**Supplied passage**.
#####

Description
Code Sample, a copy-pastable example if possible
import pandas as pd
df = pd.DataFrame([
[4, 2, 'x'],
[3, 1, 'y'],
],
columns=['A','B','C']).set_index(['A', 'B'])
print(df)
# Consider this DataFrame:
#
# > C
# > A B
# > 4 2 x
# > 3 1 y
# Iterating over the group works if both levels
# of the multi-index are used for grouping.
for idx, group in df.groupby(level=[0, 1], sort=False):
print(idx)
# > (4, 2)
# > (3, 1)
# However, grouping by only one level,
# suddenly sorts the index.
for idx, group in df.groupby(level=0, sort=False):
print(idx)
# > 3
# > 4
# If the DataFrame has only one index,
# it works correctly
df2 = pd.DataFrame([
[4, 2, 'x'],
[3, 1, 'y'],
],
columns=['A','B','C']).set_index(['A'])
print(df2)
# > B C
# > A
# > 4 2 x
# > 3 1 y
for idx, group in df2.groupby(level=0, sort=False):
print(idx)
# > 4
# > 3
Problem description
DataFrame.groupby() has a parameter that selects whether the result should be sorted by groups.
However, if the DataFrame has a multi-index and the grouping is only done by one index, the result is sorted regardless of the value of sort
.
Grouping by more than one index works.
Passing the single index as a list [0]
does not fix the problem.

#####

**Directive A**. Reproduce the stretch of the pandas bug report from "However, if the" through "fix the problem.".
**Directive B**. In the pandas bug report, why is the output of grouping df by level=0 with sort=False treated as incorrect?

[Stored dataset items]
#####

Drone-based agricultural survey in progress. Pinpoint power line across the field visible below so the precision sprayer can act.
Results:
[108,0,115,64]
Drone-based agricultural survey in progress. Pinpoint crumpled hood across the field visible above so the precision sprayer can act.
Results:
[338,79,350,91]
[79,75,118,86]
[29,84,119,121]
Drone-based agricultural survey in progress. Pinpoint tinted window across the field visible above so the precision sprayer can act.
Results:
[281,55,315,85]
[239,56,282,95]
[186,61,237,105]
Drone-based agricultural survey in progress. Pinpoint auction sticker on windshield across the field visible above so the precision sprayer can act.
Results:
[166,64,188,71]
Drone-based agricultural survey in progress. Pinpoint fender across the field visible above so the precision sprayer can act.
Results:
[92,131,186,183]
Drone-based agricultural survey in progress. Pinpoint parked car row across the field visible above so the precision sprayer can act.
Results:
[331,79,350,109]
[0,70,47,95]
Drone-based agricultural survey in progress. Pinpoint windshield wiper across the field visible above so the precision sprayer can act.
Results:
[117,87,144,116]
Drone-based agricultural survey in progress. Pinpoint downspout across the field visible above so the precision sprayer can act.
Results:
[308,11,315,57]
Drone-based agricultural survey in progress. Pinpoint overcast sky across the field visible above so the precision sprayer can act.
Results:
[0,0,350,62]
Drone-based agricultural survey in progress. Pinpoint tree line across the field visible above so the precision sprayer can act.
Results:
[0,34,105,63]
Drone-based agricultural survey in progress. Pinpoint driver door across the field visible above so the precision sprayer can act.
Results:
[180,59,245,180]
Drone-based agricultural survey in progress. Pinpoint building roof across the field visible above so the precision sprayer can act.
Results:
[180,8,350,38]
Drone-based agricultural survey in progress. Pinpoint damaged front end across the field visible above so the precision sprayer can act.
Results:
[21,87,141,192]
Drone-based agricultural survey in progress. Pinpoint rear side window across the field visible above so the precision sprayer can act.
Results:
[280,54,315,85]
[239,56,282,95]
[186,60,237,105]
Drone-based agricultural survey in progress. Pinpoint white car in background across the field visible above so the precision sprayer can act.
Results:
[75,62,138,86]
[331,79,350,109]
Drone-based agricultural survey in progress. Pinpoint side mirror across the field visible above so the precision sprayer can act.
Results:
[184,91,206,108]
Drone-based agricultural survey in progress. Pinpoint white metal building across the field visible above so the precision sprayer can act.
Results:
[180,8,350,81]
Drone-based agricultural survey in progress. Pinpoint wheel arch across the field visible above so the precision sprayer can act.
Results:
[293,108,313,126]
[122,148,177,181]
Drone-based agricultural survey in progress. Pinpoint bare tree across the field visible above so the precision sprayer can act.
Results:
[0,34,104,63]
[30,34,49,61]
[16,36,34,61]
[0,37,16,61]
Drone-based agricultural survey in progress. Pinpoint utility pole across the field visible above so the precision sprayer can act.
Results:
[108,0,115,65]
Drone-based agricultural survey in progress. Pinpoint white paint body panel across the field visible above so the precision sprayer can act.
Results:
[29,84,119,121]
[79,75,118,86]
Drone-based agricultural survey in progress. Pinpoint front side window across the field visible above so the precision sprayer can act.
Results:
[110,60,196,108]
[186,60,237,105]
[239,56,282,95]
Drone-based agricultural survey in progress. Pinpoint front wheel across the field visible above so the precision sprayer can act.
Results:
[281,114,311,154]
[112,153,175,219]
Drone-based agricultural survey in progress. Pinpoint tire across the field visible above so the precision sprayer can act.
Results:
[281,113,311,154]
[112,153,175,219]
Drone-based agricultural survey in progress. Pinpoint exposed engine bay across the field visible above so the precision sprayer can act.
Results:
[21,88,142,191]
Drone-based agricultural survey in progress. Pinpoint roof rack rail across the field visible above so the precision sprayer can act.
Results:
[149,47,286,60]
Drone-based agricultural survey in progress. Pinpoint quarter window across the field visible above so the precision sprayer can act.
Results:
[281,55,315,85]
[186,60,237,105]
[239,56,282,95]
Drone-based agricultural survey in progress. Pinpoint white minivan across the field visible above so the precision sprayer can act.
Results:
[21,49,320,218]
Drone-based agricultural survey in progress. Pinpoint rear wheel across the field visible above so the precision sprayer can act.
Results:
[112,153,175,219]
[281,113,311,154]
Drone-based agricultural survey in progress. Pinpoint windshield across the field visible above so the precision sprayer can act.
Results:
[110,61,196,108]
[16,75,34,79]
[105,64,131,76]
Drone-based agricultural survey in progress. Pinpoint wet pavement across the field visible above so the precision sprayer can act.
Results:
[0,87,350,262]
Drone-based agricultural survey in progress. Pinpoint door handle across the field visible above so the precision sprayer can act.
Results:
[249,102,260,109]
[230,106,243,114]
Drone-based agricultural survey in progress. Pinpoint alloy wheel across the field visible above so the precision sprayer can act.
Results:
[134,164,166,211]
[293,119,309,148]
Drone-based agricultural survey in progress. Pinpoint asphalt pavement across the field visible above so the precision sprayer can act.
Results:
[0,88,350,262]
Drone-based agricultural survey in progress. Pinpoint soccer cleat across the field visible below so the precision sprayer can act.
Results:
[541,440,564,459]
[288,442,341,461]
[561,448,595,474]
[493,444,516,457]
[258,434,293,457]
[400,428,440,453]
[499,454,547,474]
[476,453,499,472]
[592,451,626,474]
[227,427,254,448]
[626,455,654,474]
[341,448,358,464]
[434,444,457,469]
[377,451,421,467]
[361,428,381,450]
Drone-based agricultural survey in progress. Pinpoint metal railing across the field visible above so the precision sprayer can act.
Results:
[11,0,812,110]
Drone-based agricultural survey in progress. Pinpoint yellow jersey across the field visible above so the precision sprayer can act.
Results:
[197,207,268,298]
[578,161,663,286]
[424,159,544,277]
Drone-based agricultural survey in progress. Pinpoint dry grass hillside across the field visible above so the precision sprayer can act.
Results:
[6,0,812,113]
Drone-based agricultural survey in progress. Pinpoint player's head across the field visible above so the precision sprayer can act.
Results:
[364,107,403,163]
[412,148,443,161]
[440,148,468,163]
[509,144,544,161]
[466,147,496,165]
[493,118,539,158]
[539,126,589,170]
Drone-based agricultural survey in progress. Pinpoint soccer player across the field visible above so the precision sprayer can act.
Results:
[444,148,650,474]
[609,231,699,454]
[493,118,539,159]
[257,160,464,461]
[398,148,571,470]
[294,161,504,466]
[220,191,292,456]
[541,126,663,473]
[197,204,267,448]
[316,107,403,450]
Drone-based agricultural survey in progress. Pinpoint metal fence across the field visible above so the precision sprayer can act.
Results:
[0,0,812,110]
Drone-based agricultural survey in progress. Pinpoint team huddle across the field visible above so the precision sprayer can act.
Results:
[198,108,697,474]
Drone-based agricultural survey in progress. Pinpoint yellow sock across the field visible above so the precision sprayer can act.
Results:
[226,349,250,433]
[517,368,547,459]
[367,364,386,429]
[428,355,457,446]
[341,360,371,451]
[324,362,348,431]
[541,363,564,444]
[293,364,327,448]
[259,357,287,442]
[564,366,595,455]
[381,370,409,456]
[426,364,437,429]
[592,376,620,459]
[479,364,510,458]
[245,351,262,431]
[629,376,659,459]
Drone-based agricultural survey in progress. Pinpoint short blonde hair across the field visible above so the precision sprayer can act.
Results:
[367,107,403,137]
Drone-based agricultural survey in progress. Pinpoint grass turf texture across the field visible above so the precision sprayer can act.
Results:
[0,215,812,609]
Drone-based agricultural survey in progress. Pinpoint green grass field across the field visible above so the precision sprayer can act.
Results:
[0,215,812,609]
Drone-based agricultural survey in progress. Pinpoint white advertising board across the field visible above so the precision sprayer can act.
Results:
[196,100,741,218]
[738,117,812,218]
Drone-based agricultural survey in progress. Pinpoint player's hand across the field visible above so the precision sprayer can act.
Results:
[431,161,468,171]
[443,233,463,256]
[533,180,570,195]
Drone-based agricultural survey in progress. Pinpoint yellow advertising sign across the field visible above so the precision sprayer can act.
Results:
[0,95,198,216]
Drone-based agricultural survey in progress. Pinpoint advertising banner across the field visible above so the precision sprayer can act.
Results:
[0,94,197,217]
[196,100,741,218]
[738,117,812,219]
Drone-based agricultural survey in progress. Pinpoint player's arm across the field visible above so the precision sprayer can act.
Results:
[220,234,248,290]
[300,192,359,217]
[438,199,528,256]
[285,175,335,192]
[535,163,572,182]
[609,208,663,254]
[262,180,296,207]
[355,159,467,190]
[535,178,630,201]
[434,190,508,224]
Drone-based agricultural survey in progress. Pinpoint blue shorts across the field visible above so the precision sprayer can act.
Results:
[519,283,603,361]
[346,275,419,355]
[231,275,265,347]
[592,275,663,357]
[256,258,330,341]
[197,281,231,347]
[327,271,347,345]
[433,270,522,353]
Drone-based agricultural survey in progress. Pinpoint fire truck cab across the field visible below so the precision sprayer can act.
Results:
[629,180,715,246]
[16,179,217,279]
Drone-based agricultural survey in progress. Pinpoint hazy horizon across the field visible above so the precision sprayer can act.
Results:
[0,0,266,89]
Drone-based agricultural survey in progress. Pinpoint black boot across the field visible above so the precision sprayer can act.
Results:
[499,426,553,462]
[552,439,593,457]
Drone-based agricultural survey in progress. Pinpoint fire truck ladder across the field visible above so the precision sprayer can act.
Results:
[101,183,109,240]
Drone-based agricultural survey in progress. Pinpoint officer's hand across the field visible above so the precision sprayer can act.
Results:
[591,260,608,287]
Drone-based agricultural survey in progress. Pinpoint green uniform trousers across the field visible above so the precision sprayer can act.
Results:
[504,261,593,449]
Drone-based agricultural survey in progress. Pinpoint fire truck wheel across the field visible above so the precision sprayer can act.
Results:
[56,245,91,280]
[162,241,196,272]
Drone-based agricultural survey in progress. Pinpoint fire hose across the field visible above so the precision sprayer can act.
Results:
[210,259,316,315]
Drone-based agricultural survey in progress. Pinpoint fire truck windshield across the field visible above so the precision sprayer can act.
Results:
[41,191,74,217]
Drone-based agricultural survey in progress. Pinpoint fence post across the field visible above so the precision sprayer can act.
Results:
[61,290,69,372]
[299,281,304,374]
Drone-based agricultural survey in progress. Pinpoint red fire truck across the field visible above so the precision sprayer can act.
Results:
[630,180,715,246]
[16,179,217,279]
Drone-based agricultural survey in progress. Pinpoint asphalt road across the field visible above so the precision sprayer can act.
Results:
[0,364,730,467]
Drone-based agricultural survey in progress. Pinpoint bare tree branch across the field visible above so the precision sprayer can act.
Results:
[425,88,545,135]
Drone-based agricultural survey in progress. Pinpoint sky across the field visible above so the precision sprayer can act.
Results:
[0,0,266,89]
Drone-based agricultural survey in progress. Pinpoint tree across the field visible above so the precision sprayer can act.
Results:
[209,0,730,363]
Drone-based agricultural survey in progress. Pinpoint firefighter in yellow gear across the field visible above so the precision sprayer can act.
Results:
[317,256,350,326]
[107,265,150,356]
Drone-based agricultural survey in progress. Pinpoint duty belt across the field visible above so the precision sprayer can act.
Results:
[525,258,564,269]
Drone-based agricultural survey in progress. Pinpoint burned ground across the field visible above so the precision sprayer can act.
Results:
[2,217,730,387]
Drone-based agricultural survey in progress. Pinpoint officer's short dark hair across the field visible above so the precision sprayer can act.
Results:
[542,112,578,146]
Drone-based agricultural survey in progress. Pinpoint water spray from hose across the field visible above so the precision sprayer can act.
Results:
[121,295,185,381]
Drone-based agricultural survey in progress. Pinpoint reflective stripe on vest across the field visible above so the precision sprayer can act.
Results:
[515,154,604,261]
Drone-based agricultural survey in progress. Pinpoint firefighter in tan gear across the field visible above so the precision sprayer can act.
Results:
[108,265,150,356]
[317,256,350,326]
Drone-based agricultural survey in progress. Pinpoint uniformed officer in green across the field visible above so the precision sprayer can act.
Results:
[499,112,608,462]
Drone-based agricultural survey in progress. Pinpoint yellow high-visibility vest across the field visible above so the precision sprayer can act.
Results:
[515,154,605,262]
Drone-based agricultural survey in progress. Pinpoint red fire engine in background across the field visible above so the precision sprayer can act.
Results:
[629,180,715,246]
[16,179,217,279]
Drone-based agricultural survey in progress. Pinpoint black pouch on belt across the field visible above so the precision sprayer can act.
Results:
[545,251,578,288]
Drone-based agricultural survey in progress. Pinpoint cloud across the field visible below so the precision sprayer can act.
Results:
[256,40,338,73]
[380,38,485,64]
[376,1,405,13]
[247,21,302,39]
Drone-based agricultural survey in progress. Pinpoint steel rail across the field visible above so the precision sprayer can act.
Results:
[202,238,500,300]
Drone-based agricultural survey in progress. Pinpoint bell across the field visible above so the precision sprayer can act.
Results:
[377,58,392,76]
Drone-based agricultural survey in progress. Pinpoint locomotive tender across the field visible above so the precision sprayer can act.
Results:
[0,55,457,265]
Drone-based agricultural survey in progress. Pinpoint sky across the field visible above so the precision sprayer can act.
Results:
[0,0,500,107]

#####

**Task response A**.
However, if the DataFrame has a multi-index and the grouping is only done by one index, the result is sorted regardless of the value of sort
.
Grouping by more than one index works.
Passing the single index as a list [0]
does not fix the problem.

**Task response B**. DataFrame.groupby() has a sort parameter that controls whether the result is sorted by groups. When a DataFrame with a multi-index is grouped by only one level, the result comes out sorted anyway (3 before 4), regardless of the value of sort.